-------- Provided passage --------

I recently came across an article on CNN.com about the changing demographics of the US. Census Bereau projections look at 2000 results and assumptions about future childbearing, mortality rates and migration The nation’s undocumented workers (estimated at 12 million or more) are included in the projections.

Some interesting projections:

  • Minorities (those of any race other than non-Hispanic, single-race whites) currently constitute about a third of the U.S. population, according to Census figures.
  • But by 2042, they are projected to become the majority, making up more than half the population.
  • By 2050, 54% of the population will be minorities.
  • The group predicted to post the most dramatic gain is the Hispanic population. Its share of the total U.S. population is expected to double from 15 to 30%.
  • In addition, the number of U.S. residents identifying themselves as being of two or more races is projected to more than triple.
  • Whites will comprise 46% of the U.S. population by 2050, down from the current level of 66%
  • By 2050, the 65-and-older age group will increase to 88.5 million, more than doubling its current number of 38.7 million. Meanwhile, the number of those age 85 and older is expected to more than triple by 2050.
  • The United States is projected to reach the 400 million population milestone in 2039, according to bureau projections. By 2050, the population is expected to be 439 million.
  • By 2050, 62% of the nation’s children will be minorities, up from 44% today.

-------- Recorded information --------

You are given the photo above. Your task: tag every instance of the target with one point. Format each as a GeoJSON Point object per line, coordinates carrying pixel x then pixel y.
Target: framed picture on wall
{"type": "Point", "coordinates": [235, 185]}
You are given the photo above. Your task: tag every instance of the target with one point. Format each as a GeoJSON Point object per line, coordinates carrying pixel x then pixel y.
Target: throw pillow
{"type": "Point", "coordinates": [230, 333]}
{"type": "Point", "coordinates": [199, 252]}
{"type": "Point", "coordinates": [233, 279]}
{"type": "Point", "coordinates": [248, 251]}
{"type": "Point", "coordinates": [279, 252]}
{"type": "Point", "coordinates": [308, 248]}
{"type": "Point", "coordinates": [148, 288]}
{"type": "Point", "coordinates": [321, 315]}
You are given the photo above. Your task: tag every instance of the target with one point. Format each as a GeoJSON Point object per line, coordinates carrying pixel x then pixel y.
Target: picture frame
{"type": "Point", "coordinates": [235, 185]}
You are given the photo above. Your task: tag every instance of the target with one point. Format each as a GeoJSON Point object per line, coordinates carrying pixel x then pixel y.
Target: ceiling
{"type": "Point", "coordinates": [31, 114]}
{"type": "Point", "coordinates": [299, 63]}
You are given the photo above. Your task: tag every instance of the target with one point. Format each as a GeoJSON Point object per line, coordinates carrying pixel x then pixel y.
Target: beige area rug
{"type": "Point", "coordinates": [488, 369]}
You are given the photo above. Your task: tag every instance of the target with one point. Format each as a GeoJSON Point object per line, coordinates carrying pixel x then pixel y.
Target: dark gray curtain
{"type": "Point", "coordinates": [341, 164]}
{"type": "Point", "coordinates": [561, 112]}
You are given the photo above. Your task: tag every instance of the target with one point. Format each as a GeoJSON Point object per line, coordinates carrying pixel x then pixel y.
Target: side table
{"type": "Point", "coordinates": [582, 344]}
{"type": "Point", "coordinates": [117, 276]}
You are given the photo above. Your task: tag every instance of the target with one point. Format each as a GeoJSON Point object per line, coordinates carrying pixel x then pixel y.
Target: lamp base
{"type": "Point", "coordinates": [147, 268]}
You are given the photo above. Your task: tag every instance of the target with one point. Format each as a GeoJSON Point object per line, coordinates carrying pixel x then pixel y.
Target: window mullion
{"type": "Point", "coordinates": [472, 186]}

--------

**What you are asked to do:** Set down the passage on projected US demographic change in full, word for word. The data is not required for any of this work.

**The result:**
I recently came across an article on CNN.com about the changing demographics of the US. Census Bereau projections look at 2000 results and assumptions about future childbearing, mortality rates and migration The nation’s undocumented workers (estimated at 12 million or more) are included in the projections.

Some interesting projections:

  • Minorities (those of any race other than non-Hispanic, single-race whites) currently constitute about a third of the U.S. population, according to Census figures.
  • But by 2042, they are projected to become the majority, making up more than half the population.
  • By 2050, 54% of the population will be minorities.
  • The group predicted to post the most dramatic gain is the Hispanic population. Its share of the total U.S. population is expected to double from 15 to 30%.
  • In addition, the number of U.S. residents identifying themselves as being of two or more races is projected to more than triple.
  • Whites will comprise 46% of the U.S. population by 2050, down from the current level of 66%
  • By 2050, the 65-and-older age group will increase to 88.5 million, more than doubling its current number of 38.7 million. Meanwhile, the number of those age 85 and older is expected to more than triple by 2050.
  • The United States is projected to reach the 400 million population milestone in 2039, according to bureau projections. By 2050, the population is expected to be 439 million.
  • By 2050, 62% of the nation’s children will be minorities, up from 44% today.